GOAL OF THE EXERCISE: Include in the output the line containing "Exercise. Locate the blue flag" and each subsequent line of the records, through the end, transcribed exactly. Add nothing else.

DATA PROVIDED:
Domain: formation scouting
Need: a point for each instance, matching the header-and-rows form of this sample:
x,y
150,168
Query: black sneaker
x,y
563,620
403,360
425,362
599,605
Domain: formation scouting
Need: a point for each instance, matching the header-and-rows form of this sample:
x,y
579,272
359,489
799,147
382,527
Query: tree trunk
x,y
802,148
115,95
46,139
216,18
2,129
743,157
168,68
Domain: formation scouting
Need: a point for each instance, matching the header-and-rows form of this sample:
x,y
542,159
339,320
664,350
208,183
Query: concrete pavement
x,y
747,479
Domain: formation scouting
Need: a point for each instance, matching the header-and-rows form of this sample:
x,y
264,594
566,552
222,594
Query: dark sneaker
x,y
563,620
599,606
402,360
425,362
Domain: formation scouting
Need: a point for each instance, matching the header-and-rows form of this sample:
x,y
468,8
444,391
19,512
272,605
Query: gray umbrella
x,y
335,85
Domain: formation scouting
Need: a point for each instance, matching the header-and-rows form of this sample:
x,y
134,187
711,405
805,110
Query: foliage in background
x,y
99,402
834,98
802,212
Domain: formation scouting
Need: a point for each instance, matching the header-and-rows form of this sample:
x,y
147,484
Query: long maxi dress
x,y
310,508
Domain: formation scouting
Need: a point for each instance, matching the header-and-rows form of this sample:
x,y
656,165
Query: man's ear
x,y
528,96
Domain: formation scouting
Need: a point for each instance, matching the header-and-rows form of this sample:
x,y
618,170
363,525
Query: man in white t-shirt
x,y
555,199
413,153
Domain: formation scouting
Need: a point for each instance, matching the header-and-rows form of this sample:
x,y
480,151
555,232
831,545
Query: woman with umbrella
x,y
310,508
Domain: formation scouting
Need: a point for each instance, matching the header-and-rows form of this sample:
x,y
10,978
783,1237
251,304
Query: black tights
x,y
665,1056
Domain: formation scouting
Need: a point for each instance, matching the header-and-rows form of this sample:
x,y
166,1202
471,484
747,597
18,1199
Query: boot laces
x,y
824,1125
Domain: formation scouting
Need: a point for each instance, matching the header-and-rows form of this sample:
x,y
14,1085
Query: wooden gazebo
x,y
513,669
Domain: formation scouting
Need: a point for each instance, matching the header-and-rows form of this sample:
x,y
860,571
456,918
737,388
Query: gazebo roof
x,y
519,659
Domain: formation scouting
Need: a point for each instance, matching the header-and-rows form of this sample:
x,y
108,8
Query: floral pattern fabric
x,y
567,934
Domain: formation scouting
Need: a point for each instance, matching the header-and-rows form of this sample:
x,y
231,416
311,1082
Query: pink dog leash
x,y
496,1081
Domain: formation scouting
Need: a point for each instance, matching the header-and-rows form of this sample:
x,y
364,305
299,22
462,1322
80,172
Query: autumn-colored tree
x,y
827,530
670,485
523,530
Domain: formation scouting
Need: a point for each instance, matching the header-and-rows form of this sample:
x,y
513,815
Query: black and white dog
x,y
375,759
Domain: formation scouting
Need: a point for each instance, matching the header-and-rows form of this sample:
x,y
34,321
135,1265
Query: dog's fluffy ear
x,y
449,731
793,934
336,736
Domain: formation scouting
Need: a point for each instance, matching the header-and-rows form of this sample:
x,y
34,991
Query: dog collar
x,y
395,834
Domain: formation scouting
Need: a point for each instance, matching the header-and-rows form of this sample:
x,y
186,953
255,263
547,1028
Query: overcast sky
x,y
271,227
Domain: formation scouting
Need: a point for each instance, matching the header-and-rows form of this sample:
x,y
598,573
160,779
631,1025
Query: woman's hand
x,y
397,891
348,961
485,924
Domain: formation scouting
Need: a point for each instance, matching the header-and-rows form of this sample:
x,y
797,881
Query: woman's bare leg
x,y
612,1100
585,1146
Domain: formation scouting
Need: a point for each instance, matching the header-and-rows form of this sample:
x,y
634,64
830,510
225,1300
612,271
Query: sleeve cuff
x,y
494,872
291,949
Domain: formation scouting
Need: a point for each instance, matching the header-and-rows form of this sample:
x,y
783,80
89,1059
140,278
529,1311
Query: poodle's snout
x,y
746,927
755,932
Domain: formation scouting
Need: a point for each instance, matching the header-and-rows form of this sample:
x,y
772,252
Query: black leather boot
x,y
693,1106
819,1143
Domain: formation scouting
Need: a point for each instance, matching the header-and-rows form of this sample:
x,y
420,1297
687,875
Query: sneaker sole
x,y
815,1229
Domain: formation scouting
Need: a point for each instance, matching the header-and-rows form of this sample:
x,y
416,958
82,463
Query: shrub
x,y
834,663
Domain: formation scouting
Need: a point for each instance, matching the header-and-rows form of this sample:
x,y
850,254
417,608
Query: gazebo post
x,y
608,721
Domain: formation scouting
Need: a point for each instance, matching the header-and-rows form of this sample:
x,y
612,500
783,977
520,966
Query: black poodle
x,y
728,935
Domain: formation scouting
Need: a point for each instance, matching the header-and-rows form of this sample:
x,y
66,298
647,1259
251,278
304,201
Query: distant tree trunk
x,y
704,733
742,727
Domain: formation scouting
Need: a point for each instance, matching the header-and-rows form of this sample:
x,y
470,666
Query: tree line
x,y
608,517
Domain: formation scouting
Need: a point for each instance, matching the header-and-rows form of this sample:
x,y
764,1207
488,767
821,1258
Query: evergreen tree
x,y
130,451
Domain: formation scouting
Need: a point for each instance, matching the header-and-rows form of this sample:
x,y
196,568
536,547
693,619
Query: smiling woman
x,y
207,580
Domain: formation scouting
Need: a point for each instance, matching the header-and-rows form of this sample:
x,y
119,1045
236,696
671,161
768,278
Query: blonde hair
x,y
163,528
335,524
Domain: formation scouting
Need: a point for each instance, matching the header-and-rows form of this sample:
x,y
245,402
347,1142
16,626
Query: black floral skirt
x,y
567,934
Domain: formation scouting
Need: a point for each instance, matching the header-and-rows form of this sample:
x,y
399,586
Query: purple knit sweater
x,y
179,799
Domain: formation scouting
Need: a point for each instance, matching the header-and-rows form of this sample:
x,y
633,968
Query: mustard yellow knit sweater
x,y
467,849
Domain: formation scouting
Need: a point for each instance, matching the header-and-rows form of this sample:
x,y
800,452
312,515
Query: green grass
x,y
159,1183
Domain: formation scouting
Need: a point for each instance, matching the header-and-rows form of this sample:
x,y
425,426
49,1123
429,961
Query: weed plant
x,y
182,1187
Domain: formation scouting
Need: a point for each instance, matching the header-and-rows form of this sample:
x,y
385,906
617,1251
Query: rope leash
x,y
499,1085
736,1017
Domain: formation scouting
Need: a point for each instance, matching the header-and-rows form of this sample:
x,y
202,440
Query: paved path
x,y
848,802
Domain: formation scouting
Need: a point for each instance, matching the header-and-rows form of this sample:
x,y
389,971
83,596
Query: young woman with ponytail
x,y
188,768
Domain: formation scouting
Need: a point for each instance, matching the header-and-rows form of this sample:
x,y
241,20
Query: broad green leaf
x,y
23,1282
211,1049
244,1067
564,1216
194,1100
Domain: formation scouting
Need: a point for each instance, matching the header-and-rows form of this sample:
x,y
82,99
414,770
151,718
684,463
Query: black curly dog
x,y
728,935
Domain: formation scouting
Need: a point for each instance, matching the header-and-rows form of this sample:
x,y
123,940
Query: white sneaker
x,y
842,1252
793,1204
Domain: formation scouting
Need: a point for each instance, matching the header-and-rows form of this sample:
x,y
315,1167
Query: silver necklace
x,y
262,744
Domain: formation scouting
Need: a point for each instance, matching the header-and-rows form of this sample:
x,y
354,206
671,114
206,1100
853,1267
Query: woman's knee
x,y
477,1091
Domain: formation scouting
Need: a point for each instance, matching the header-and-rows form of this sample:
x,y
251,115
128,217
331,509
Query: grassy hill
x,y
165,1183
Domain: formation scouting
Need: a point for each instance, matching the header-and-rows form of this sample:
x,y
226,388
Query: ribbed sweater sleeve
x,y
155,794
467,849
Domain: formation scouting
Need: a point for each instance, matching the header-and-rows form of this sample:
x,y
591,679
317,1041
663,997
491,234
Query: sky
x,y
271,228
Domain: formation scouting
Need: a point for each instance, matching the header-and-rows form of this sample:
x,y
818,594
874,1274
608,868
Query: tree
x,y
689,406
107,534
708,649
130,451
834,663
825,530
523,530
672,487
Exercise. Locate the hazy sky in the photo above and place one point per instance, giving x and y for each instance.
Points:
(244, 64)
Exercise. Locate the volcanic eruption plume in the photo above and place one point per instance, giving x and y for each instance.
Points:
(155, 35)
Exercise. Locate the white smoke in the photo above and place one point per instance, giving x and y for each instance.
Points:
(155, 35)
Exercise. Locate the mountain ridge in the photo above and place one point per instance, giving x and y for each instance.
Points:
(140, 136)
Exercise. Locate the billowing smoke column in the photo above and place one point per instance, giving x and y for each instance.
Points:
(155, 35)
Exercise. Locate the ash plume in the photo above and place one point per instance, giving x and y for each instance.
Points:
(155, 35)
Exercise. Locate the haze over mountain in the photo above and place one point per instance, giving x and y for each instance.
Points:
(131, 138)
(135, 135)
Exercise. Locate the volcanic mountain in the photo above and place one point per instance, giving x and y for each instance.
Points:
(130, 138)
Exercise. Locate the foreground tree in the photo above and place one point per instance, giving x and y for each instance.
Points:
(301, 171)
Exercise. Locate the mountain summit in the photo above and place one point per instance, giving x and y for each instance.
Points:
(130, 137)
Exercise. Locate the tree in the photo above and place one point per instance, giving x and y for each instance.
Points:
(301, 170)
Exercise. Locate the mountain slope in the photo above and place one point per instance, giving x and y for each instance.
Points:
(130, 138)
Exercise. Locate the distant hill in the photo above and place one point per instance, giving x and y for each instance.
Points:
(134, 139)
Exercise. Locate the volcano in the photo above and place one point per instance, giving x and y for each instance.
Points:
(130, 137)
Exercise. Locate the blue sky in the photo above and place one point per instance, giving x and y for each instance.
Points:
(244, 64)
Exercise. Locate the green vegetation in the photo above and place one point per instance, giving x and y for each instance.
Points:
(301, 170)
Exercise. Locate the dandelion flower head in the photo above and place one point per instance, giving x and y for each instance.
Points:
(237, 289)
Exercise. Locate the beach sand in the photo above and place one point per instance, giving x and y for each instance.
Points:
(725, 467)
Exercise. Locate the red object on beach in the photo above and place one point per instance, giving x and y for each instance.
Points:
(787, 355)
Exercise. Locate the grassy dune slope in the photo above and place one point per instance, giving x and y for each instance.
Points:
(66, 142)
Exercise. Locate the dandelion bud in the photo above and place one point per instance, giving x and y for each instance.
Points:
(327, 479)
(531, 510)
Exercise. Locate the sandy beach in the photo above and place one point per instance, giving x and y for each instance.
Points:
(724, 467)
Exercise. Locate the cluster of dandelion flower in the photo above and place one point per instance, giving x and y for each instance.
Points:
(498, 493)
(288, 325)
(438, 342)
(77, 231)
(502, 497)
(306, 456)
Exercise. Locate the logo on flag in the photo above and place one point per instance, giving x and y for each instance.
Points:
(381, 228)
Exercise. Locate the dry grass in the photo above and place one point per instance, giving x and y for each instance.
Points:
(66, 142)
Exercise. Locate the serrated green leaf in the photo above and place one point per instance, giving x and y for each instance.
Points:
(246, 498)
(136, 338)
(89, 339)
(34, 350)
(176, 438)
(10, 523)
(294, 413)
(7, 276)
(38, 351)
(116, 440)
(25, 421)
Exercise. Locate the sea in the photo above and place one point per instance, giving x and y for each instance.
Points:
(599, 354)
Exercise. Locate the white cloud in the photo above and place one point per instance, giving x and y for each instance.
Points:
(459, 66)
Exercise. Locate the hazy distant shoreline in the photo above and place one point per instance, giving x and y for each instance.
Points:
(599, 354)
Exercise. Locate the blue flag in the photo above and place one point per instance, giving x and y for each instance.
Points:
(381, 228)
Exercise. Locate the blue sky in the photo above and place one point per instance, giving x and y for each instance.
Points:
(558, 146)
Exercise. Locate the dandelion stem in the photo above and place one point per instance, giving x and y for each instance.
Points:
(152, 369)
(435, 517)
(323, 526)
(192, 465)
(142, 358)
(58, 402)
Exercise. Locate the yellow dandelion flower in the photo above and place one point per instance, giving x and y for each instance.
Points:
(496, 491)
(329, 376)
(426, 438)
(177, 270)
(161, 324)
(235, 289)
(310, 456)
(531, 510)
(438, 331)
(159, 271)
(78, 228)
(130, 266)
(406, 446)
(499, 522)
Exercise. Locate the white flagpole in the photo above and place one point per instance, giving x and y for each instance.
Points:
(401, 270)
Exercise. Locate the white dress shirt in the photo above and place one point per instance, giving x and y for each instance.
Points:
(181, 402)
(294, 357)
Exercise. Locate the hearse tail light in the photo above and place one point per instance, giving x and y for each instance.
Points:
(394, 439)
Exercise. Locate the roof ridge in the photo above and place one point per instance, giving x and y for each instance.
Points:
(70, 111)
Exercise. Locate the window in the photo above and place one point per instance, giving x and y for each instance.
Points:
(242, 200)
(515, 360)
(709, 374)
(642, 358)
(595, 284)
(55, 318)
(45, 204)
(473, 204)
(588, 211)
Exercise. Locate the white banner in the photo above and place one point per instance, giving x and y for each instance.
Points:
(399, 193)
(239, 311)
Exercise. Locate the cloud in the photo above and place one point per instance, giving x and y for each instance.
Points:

RESULT OF THE EXERCISE:
Exercise. Locate the blue flag in the photo above and place one point per instance, giving x and y for each instance.
Points:
(381, 228)
Exercise. Locate the blue sky in the photo above and place one point per instance, giving x and y for each instance.
Points:
(558, 146)
Exercise. Locate the dandelion stem in the photo above and place one point per instance, giving x and y for each instance.
Points:
(152, 369)
(435, 517)
(323, 526)
(192, 465)
(142, 358)
(58, 402)
Exercise. Locate the yellow dandelion flower in the photo above and place one point per instance, giving x and y for each instance.
Points:
(496, 491)
(329, 376)
(426, 438)
(177, 270)
(161, 324)
(235, 289)
(310, 456)
(531, 510)
(438, 331)
(159, 271)
(78, 228)
(130, 266)
(406, 446)
(499, 522)
Exercise. Locate the white flagpole in the photo above and place one point per instance, giving x and y for each instance.
Points:
(401, 270)
Exercise. Locate the white dress shirt in the photo above and place one point per instance, giving x and y for each instance.
Points:
(181, 402)
(294, 357)
Exercise. Locate the hearse tail light in the photo above and place one point per instance, giving x and y for each instance.
Points:
(394, 439)
Exercise. Locate the roof ridge in the photo above and place one point per instance, giving x and y for each instance.
Points:
(70, 111)
Exercise. Locate the window in the photo above and place one point per instance, giving x and y for each instance.
Points:
(242, 200)
(515, 360)
(709, 374)
(642, 358)
(595, 284)
(55, 318)
(45, 204)
(473, 204)
(588, 211)
Exercise. Locate the white banner in the photo above and place one point per instance, giving x and y for each instance.
Points:
(399, 193)
(239, 311)
Exercise. Locate the cloud in the photo above and place one point per instance, giving x and y for each instance.
Points:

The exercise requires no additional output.